_TASK DIRECTIONS_. Reproduce every line of the data from the line containing "target | blue wing" through the end of the data. Offset each x and y coordinate listed under "points |" by adding 72.
_ _ _ _ _ _ _
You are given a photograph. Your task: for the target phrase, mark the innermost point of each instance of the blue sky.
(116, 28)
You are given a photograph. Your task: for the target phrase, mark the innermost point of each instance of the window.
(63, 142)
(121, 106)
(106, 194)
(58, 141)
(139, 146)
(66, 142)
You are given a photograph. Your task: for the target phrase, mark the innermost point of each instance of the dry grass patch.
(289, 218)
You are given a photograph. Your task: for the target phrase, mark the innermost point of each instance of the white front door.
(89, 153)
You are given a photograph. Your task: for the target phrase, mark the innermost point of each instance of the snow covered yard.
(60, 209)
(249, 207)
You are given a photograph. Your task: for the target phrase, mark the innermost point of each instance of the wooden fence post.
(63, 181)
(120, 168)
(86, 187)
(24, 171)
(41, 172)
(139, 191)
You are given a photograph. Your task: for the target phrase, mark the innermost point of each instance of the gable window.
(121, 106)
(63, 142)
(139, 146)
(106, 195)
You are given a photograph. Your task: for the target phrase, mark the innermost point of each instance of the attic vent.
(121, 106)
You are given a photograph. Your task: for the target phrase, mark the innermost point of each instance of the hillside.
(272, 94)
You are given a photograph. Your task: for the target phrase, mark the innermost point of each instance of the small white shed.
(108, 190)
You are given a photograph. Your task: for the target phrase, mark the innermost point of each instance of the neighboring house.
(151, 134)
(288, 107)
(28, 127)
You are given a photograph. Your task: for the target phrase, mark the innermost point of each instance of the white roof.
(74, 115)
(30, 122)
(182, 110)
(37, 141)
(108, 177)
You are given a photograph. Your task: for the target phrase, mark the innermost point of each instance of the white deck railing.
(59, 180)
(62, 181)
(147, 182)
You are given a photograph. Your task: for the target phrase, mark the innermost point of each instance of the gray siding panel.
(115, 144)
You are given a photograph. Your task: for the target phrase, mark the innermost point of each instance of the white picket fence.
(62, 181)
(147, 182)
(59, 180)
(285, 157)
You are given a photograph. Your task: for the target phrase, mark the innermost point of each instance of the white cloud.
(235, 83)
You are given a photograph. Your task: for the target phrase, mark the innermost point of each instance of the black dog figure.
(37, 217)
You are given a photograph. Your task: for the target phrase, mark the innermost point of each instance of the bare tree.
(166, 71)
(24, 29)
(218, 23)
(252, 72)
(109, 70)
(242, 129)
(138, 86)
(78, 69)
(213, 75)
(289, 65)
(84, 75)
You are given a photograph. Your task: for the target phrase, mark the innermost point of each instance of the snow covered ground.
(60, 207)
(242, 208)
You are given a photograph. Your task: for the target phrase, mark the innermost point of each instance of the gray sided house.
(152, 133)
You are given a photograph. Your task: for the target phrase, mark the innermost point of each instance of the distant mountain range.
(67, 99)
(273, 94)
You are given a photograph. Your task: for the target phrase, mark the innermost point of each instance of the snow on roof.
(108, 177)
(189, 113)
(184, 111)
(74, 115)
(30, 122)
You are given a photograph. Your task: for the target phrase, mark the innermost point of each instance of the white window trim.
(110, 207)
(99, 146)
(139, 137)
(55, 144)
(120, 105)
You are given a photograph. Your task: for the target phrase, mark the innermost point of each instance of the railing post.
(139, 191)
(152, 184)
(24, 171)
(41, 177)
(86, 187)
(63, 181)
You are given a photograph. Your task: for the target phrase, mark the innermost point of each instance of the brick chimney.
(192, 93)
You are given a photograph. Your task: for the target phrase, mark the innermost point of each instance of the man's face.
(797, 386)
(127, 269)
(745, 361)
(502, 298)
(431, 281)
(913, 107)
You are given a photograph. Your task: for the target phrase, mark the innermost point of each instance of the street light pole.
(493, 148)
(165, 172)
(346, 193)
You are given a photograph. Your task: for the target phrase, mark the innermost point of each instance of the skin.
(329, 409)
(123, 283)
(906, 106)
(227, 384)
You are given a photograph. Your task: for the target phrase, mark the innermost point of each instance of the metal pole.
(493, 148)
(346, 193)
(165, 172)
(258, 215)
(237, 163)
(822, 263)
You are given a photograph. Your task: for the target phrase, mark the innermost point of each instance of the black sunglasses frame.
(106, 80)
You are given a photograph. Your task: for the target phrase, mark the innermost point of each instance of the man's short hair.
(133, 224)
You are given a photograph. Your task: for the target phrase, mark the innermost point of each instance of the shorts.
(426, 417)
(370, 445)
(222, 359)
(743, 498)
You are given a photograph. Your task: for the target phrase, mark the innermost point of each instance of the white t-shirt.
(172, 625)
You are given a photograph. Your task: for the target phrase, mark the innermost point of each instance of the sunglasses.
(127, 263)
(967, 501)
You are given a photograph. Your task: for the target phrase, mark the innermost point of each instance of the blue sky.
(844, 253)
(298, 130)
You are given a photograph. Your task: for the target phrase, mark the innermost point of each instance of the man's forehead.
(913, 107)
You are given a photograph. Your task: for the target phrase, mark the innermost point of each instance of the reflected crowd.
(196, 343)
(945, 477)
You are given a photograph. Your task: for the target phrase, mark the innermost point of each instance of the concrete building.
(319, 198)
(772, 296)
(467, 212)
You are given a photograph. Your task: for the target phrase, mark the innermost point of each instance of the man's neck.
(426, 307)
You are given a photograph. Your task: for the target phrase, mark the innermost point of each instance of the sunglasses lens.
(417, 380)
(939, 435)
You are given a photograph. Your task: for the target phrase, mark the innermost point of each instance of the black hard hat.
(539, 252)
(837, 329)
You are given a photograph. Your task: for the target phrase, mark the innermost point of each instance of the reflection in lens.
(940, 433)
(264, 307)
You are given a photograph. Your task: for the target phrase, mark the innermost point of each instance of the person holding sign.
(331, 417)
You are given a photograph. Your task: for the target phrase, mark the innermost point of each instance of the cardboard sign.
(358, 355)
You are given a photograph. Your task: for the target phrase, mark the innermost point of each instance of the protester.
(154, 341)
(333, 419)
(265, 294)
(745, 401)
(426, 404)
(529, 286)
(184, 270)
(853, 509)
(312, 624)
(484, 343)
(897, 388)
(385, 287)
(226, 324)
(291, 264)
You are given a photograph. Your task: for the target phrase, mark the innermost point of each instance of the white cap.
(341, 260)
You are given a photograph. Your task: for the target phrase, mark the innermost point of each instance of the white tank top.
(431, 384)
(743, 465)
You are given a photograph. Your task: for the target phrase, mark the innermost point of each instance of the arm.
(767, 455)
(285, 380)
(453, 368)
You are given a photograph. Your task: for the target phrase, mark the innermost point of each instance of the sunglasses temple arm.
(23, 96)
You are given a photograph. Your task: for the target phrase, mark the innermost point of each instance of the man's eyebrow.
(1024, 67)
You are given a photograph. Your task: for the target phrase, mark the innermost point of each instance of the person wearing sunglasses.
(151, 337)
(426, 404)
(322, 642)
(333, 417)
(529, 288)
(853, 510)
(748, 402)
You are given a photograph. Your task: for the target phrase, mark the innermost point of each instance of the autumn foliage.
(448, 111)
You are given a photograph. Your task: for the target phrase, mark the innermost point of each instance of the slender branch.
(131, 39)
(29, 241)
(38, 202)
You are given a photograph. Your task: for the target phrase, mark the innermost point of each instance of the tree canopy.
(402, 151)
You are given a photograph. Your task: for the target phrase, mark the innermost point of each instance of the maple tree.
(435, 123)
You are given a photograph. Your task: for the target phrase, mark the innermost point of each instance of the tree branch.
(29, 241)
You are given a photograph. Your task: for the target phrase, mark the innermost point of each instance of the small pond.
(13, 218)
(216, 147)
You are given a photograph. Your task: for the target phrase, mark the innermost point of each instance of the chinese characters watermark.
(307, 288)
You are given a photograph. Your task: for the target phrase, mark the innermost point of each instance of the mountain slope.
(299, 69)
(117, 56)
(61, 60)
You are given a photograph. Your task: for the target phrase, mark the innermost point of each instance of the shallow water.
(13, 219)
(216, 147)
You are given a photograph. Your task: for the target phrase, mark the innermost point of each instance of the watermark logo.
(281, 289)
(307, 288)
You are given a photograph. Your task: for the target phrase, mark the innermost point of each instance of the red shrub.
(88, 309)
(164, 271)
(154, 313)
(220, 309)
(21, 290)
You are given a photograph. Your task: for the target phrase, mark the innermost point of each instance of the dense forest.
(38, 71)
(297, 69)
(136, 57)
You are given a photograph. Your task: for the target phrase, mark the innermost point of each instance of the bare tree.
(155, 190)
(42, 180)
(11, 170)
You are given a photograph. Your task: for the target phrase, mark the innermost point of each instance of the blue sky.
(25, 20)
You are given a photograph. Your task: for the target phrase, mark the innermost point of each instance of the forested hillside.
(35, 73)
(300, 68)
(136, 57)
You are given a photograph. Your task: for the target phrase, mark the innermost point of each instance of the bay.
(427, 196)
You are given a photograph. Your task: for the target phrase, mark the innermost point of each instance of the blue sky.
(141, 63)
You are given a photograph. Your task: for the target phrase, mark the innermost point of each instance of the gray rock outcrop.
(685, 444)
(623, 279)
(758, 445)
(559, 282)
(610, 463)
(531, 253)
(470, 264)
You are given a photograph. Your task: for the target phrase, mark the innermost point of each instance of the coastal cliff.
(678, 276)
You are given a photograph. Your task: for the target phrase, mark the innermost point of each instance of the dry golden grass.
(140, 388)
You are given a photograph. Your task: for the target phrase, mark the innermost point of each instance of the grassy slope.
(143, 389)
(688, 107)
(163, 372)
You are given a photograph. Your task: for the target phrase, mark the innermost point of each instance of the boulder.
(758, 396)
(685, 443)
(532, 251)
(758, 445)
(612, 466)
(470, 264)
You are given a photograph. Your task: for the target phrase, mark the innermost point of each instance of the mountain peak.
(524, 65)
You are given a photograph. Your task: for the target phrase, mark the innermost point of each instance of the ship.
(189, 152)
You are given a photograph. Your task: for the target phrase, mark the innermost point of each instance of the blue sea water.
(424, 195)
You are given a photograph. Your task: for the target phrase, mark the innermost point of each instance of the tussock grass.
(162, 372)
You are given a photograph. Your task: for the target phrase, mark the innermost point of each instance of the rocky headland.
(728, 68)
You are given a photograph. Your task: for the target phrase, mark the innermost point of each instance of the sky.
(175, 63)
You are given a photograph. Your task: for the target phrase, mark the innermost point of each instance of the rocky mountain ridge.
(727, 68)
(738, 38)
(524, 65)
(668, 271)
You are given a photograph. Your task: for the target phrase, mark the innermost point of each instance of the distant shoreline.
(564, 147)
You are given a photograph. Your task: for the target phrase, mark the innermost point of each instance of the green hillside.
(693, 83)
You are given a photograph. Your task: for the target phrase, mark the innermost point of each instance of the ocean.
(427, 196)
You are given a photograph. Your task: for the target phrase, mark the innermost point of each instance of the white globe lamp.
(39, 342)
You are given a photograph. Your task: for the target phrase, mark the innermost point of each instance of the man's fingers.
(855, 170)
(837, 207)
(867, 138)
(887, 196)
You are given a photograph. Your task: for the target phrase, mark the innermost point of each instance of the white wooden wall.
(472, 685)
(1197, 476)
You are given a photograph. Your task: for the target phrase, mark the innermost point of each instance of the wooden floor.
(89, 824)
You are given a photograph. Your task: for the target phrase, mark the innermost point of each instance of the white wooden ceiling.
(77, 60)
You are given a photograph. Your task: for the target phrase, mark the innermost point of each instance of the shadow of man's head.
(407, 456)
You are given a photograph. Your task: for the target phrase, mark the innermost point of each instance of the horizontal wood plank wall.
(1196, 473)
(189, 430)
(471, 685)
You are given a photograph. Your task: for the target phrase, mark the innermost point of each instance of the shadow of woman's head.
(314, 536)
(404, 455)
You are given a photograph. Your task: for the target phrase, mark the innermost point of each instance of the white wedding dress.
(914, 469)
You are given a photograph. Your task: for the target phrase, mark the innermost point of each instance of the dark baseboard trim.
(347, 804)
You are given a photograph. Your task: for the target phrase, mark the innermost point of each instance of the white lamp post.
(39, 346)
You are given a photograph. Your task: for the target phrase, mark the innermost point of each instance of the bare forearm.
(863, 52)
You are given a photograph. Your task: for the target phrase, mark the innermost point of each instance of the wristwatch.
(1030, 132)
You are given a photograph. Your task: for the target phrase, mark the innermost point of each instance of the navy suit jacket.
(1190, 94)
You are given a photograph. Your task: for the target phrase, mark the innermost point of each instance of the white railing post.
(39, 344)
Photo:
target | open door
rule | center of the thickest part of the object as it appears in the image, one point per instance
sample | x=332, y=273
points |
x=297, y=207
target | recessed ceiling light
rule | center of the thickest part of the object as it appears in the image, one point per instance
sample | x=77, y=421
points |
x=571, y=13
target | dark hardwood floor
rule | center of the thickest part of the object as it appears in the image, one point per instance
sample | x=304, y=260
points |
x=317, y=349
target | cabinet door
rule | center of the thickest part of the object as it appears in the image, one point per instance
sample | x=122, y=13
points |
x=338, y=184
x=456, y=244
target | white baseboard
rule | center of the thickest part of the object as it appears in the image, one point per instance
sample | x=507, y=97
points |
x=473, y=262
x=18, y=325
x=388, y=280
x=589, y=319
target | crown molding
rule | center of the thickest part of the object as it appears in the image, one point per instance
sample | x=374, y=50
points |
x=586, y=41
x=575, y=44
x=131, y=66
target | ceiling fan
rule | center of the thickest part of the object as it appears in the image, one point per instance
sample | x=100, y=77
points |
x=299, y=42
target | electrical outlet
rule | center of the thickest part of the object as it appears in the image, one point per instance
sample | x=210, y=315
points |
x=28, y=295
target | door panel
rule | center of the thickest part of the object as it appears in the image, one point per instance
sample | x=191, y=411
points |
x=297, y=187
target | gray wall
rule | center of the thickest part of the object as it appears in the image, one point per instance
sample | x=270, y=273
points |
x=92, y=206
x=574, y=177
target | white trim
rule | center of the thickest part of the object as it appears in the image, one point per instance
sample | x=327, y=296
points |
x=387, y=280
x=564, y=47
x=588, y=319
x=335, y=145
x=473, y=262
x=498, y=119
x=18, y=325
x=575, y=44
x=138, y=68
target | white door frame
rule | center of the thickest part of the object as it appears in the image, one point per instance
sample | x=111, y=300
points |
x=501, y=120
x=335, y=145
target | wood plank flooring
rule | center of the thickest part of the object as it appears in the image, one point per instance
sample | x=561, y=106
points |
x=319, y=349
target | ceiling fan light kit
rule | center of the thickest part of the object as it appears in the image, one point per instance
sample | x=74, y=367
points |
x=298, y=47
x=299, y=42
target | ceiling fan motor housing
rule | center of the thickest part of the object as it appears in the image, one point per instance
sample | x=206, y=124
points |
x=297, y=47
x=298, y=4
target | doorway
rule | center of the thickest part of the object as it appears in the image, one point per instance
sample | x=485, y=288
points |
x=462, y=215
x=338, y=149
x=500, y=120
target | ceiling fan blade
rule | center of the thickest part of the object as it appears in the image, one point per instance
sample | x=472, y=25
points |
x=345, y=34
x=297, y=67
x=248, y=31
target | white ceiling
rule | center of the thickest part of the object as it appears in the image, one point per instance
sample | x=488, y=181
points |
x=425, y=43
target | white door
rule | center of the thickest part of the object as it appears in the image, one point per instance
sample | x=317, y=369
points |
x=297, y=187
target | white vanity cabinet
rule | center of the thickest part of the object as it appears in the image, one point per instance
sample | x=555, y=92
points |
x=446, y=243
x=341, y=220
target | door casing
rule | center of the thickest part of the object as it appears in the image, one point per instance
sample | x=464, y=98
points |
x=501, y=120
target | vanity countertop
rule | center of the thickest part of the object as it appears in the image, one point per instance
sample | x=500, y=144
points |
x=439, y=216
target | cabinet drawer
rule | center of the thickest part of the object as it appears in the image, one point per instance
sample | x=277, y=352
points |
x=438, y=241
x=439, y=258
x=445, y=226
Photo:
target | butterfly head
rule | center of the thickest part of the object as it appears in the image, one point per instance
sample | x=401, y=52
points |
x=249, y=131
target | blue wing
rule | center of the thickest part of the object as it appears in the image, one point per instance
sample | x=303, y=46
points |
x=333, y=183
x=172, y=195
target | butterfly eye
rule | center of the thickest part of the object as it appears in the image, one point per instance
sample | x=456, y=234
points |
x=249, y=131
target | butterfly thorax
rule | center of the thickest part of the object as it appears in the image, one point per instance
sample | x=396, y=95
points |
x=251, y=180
_ _ _ _ _ _ _
_ANSWER TO THIS PROBLEM_.
target | blue wing
rule | center of the thickest part of the object as it appears in the image, one point per instance
sample | x=303, y=46
points |
x=405, y=255
x=244, y=267
target | butterfly eye
rule | center of the thickest part of the object as it appears in the image, one point per instance
sample | x=456, y=234
points |
x=321, y=203
target | butterfly thorax
rule | center of the thickest part of the object as it appears in the image, one point per instance
sample | x=396, y=95
points |
x=323, y=252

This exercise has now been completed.